Page:
Depuis le succès de la première affiche en 2008 – une femme sur le point d’engloutir un succulent petit poulpe -, l’agence Kerozen est fidèlement mariée à Court Métrange pour le meilleur de l’image fantastique à Rennes. Si les premières affiches étaient réalisées à partir de photographies déjà existantes, celle de l’édition 2023 a été générée à partir d’un outil d’un nouveau genre, le programme d’intelligence artificielle Midjourney. Consciente que le développement des IA n’en est qu’à ses débuts, Kerozen a préféré s’emparer du sujet plutôt que de craindre un outil sans l’expérimenter. « On ne peut pas ignorer son existence et ça nous concerne directement », introduit Gilles Estines, directeur de création et coassocié de Kerozen depuis 2005 avec Franck Artur, fondateur de l’agence en 1999. « Puis, c’est notre métier d’être curieux, on a voulu voir ce que ça donne. »

Entrées extraites d'une collection:
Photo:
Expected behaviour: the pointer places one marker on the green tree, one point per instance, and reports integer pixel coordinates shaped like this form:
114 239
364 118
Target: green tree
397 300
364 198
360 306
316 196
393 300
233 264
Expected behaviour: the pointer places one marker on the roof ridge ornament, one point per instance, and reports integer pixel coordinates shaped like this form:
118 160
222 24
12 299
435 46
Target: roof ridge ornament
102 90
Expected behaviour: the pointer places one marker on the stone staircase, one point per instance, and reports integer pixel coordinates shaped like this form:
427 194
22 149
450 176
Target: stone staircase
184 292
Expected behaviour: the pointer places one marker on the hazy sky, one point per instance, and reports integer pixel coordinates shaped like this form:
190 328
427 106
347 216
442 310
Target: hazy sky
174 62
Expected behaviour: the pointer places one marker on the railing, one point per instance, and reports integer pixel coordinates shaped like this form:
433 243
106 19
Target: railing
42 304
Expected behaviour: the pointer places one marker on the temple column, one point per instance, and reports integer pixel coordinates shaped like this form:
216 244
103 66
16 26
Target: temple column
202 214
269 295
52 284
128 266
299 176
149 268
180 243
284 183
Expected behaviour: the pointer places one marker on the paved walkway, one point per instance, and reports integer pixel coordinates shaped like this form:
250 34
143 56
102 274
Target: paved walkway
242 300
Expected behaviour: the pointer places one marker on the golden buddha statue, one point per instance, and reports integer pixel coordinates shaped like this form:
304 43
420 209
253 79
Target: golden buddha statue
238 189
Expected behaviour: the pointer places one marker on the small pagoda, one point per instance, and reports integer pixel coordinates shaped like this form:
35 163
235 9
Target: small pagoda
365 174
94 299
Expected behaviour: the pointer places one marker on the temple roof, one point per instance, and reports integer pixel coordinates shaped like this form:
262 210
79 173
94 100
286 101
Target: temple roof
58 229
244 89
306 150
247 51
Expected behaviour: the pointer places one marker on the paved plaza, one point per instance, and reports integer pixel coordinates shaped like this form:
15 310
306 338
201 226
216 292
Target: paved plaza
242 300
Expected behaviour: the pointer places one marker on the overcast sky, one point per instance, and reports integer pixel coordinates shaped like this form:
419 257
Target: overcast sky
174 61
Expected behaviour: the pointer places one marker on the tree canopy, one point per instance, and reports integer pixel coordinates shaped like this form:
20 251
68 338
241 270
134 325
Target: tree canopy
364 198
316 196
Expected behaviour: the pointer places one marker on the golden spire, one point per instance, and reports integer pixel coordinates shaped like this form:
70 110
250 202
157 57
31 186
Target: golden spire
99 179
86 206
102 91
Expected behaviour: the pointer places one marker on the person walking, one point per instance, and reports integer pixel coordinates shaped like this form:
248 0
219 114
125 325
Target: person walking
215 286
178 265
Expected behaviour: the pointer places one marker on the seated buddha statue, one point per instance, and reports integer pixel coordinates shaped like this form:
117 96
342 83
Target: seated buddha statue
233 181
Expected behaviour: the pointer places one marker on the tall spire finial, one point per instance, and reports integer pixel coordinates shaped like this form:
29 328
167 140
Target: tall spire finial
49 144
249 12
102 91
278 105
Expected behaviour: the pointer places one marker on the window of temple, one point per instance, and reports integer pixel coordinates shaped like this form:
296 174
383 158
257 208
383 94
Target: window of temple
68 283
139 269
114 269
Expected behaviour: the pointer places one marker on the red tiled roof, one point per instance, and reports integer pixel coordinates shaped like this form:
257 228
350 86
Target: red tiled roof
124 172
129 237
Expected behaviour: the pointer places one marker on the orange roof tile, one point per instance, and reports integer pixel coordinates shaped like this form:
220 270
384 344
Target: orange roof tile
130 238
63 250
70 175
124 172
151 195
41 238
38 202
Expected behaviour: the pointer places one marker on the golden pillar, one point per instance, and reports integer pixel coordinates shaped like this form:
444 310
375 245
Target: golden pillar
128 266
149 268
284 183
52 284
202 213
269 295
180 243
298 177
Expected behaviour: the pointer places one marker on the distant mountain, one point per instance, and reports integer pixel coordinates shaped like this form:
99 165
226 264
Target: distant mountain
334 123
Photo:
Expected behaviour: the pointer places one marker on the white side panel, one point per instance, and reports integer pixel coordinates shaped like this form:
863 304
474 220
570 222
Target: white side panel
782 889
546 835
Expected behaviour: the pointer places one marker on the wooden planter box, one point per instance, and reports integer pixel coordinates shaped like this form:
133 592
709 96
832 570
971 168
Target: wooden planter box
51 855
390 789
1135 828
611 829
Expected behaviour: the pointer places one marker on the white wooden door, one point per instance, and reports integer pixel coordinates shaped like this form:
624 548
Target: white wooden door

Consigne: Condensez sous forme de liste le paragraphe de la page qui commence par « Depuis le succès de la première affiche », en gardant ses faits principaux. Ces entrées proviennent d'une autre source que la page.

Réponse attendue:
- Depuis sa première affiche en 2008 (une femme sur le point d'engloutir un petit poulpe), l'agence Kerozen est fidèlement associée à Court Métrange pour l'image fantastique à Rennes.
- Les premières affiches partaient de photographies existantes. Celle de l'édition 2023 a été générée avec le programme d'intelligence artificielle Midjourney.
- Consciente que les IA n'en sont qu'à leurs débuts, Kerozen a préféré expérimenter l'outil plutôt que de le craindre.
- Gilles Estines est directeur de création et coassocié de l'agence depuis 2005 avec Franck Artur, qui l'a fondée en 1999. Selon lui, on ne peut pas ignorer l'IA, qui concerne directement l'agence, et la curiosité fait partie du métier.